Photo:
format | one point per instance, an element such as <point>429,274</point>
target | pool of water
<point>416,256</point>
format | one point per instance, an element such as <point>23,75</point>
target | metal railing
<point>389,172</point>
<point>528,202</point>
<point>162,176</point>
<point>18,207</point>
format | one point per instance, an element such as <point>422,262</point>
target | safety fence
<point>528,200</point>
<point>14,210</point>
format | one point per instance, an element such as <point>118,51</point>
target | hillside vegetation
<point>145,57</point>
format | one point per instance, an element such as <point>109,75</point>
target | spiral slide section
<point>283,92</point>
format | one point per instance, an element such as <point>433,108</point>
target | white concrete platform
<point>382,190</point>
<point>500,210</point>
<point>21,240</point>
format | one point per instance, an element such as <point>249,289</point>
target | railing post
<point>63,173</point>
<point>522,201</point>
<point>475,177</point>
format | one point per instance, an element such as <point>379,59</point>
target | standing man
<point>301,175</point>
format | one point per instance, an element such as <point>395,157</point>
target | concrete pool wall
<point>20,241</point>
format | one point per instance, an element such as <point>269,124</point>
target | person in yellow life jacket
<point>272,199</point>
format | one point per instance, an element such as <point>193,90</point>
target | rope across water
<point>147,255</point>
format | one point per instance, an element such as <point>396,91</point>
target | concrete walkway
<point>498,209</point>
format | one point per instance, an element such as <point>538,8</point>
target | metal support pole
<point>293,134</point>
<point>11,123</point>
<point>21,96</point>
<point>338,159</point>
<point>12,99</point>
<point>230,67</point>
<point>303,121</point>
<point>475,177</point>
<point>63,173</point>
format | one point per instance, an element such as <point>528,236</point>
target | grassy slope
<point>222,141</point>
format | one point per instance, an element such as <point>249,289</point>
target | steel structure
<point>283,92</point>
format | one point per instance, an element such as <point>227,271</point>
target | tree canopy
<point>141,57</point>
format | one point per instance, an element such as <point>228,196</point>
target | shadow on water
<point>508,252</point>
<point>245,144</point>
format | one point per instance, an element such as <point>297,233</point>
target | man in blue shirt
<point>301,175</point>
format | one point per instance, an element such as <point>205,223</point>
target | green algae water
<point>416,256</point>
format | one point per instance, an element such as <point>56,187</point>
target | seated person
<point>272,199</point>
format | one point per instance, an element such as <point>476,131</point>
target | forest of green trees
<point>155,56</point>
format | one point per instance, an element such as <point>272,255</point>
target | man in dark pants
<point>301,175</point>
※
Change every "one point per instance" in the records above to "a single point for each instance" and leave all other text as it is.

Photo:
format | a single point for each instance, an element such as <point>429,274</point>
target | pool of water
<point>416,256</point>
format | a single point for each instance, an element such as <point>23,75</point>
target | metal railing
<point>389,172</point>
<point>528,202</point>
<point>162,176</point>
<point>18,207</point>
format | a single point for each instance, an element such as <point>422,262</point>
target | safety fence
<point>528,200</point>
<point>14,210</point>
format | a single point for each instance, an element such as <point>118,51</point>
target | hillside vegetation
<point>145,57</point>
format | a single point for each instance, an element such as <point>109,75</point>
target | spiral slide section
<point>283,92</point>
format | a single point for each instance, an element such as <point>433,108</point>
target | white concrete platform
<point>382,190</point>
<point>500,210</point>
<point>21,240</point>
format | a single point for each instance, an element such as <point>249,289</point>
target | railing post
<point>63,173</point>
<point>522,201</point>
<point>475,177</point>
format | a single point for each instance, an element such as <point>379,59</point>
target | standing man
<point>301,175</point>
format | a single point for each instance, an element such as <point>395,157</point>
target | concrete pool wall
<point>20,241</point>
format | a single point for each instance, an element such as <point>269,124</point>
target | person in yellow life jacket
<point>272,199</point>
format | a single point for each instance, an element such as <point>193,90</point>
target | rope across water
<point>147,255</point>
format | a single point for each instance, an element such as <point>396,91</point>
target | concrete walkway
<point>498,209</point>
format | a single point for each instance, an element such as <point>538,8</point>
target | metal support pole
<point>293,134</point>
<point>11,123</point>
<point>21,96</point>
<point>338,159</point>
<point>12,99</point>
<point>230,67</point>
<point>303,121</point>
<point>475,177</point>
<point>63,173</point>
format | a single point for each instance, an element such as <point>528,236</point>
target | grassy slope
<point>222,141</point>
format | a single point for each instance, an element such as <point>249,289</point>
target | steel structure
<point>283,92</point>
format | a single point for each instance, an element such as <point>227,271</point>
target | tree canopy
<point>141,57</point>
format | a single point for each instance, an element such as <point>228,196</point>
target | shadow on water
<point>508,252</point>
<point>245,144</point>
format | a single point for each instance, an element such as <point>297,233</point>
target | man in blue shirt
<point>301,175</point>
format | a single point for each instance, an element such as <point>205,223</point>
target | green algae water
<point>416,256</point>
format | a single point for each instance, an element such as <point>56,187</point>
target | seated person
<point>272,199</point>
format | a single point for each instance, an element such as <point>476,131</point>
target | forest of green trees
<point>155,56</point>
format | a single point for each instance, an element such as <point>272,255</point>
target | man in dark pants
<point>301,175</point>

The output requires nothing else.